= STATED PROBLEM =
Put the lines below into a two-column CSV with the header instruction,coordinates and one row per task line, the task text in the instruction field and its answer points in the coordinates field, each field quoted and with line breaks turned into spaces. Cover every line and leave the pictures out.

begin INPUT MATERIAL

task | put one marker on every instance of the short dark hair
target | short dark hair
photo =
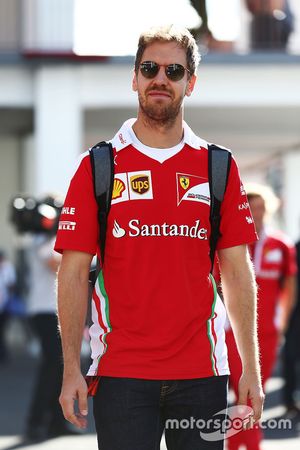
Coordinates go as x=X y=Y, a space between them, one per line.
x=170 y=33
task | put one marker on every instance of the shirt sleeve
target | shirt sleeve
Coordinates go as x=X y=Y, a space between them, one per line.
x=237 y=225
x=78 y=227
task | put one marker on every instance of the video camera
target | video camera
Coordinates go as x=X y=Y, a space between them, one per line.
x=31 y=215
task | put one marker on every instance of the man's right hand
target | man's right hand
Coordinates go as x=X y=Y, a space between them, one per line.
x=74 y=388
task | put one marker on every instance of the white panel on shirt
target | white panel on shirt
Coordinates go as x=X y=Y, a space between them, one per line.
x=159 y=154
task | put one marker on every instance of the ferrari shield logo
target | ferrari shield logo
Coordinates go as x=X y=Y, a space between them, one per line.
x=184 y=182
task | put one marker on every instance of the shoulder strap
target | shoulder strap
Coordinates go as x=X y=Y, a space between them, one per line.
x=219 y=161
x=102 y=163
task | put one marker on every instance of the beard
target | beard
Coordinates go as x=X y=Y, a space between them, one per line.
x=158 y=114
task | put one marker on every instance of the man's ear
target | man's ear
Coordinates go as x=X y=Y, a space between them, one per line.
x=134 y=82
x=190 y=86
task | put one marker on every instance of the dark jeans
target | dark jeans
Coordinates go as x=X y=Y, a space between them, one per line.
x=45 y=410
x=132 y=414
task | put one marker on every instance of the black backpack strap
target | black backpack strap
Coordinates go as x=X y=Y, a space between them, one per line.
x=219 y=161
x=102 y=163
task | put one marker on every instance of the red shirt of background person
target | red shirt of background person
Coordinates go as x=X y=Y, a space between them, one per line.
x=275 y=266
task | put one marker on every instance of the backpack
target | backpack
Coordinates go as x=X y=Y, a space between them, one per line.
x=102 y=162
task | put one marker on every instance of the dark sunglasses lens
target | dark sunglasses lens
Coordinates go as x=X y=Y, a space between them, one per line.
x=175 y=72
x=149 y=69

end INPUT MATERIAL

= EXERCISE RESULT =
instruction,coordinates
"task | put one marker on every instance of the short dark hair target | short dark hair photo = Coordinates go as x=X y=Y, a space between them, one per line.","x=170 y=33"
"task | put one marker on every instance of the shirt sleeve target | shirt sleeve Coordinates go as x=X y=Y, a space between them, one per line.","x=237 y=225 x=78 y=227"
"task | put one marker on every instance of the video camera target | video camera Coordinates go as x=X y=Y, a space between them, one per line.","x=31 y=215"
"task | put one marker on every instance of the man's right hand target | man's right hand Coordinates go as x=X y=Y, a space between them, one per line.","x=74 y=388"
"task | put one marker on every instance of the white panel on shirt target | white panel on shirt Coordinates go as x=X y=Y, a space between them, one per line.","x=159 y=154"
"task | put one marker on every instance of the ferrari shield logo target | ferrari shield logo Coordinates go as x=X y=Y, a space between them, one per line.","x=184 y=182"
"task | put one marker on every instance of the shoulder strap target | shoulder strap Coordinates go as x=X y=Y, a space between them, one per line.","x=219 y=161 x=102 y=163"
"task | put one marker on every instance of the beard target | beard Coordinates go as x=X y=Y, a space between them, one per line.","x=158 y=114"
"task | put one marker on every instance of the man's ear target | man's ear Coordinates go as x=X y=Y, a space between them, one per line.","x=134 y=82 x=190 y=86"
"task | put one marker on every instance of the dark jeans target | dark jeans Coordinates go as x=X y=Y, a space between them, one per line.","x=45 y=410 x=132 y=414"
"task | put one marker on every instance of the black backpack strap target | black backpack strap Coordinates go as x=X y=Y, a space between them, one per line.","x=219 y=161 x=102 y=163"
"task | put one marker on every instance of the red shirt of background person target | red shirt of background person Coordinates go as x=X y=Y, a space between them, one per line.","x=275 y=266"
"task | put one marker on every instance of the backpack target | backpack Coordinates go as x=X y=Y, a space between them, one per line.","x=102 y=162"
"task | put one marker on every instance of the dark sunglasses lens target | dark sunglasses lens Coordinates go as x=X y=Y, a space between them, one per line.","x=175 y=72 x=149 y=69"